## Given passage
________

[Web-SIG] Web Site Process Bus

Ian Bicking ianb at colorstudy.com
Tue Jun 26 00:00:43 CEST 2007


Phillip J. Eby wrote:
> At 04:42 PM 6/25/2007 -0500, Ian Bicking wrote:
>> Phillip J. Eby wrote:
>>> At 02:28 PM 6/25/2007 -0500, Ian Bicking wrote:
>>>> Potentially a Zope-style minimal event framework would work.  Maybe 
>>>> something like:
>>>>
>>>>   send_signal(signal_name, signal_data)
>>>>   subscribe(signal_name, listener)
>>> That was what I was wondering, too, except I was thinking it would be 
>>> sufficient to use entry points for subscription, but only invoke the 
>>> entry points whose modules are in sys.modules.  In other words, never 
>>> actually import a module in order to invoke a callback.  That way, 
>>> subscription is a natural side effect of importing the modules that 
>>> contain the listeners.  Something like:
>>> def send_signal(group, name, *args, **kw):
>>>     for ep in iter_entry_points(group, name):
>>>         if ep.module_name in sys.modules:
>>>             ep.load()(*args, **kw)
>>
>> I don't think that makes sense for this case.  The way I imagine using 
>> it is:
>>
>> class MyApplication(object):
>>
>>     def __init__(self, db):
>>         self.db = db
>>         subscribe('reload_resources', self.reload)

________

## Records to process
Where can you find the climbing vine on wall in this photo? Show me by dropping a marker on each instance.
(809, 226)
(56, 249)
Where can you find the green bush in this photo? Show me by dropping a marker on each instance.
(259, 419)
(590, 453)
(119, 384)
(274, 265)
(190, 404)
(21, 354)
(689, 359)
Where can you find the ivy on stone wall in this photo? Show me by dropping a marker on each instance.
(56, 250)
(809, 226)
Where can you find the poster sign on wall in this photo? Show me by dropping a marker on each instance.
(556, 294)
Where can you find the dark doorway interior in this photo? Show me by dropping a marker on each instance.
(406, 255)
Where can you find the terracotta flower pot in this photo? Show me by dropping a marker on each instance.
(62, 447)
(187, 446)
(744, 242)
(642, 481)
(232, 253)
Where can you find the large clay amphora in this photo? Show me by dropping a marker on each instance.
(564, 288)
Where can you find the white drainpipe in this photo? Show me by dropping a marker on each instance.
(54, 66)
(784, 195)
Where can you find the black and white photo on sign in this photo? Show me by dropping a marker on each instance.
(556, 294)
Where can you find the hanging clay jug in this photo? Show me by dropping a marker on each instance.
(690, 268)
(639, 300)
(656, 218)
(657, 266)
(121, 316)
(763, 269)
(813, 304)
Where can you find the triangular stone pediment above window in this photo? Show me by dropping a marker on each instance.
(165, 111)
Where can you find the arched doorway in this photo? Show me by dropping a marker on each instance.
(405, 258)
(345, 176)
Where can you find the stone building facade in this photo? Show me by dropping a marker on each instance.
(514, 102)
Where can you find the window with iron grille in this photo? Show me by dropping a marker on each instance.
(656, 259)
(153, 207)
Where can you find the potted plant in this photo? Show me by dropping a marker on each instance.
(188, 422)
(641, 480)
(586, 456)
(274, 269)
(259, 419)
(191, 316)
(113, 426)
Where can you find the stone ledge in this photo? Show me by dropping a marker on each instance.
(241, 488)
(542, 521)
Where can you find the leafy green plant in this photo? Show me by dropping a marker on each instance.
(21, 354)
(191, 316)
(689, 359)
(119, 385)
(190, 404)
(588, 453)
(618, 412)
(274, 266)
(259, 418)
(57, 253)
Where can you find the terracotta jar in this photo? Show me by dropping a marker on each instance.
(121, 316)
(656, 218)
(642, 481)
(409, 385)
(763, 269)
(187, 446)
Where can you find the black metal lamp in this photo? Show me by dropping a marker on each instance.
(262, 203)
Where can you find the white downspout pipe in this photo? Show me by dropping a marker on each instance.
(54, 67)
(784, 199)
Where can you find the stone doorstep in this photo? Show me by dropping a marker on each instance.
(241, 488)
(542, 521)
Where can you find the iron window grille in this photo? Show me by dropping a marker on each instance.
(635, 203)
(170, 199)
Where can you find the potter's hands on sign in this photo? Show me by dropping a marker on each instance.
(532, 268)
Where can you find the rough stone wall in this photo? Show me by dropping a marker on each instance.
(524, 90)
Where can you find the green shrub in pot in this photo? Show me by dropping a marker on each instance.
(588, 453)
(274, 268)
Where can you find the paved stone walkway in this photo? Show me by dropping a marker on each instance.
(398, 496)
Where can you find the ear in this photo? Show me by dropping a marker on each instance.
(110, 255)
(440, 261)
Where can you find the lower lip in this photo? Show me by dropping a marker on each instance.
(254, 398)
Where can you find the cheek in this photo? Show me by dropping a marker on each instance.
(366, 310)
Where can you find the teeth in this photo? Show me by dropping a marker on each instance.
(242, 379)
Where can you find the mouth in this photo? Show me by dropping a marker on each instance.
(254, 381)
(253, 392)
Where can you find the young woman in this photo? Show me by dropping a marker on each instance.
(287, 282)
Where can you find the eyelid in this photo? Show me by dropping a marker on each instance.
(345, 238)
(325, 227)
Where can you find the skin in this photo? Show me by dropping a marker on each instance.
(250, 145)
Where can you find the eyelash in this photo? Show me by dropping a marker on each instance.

________

## Challenges
1. In the mailing-list message, which two functions does Ian Bicking propose for a Zope-style minimal event framework?
2. Filter the records, keeping every line that contains the word "black". Case counts.

## Solutions
1. send_signal(signal_name, signal_data) and subscribe(signal_name, listener).

2.
Where can you find the black and white photo on sign in this photo? Show me by dropping a marker on each instance.
Where can you find the black metal lamp in this photo? Show me by dropping a marker on each instance.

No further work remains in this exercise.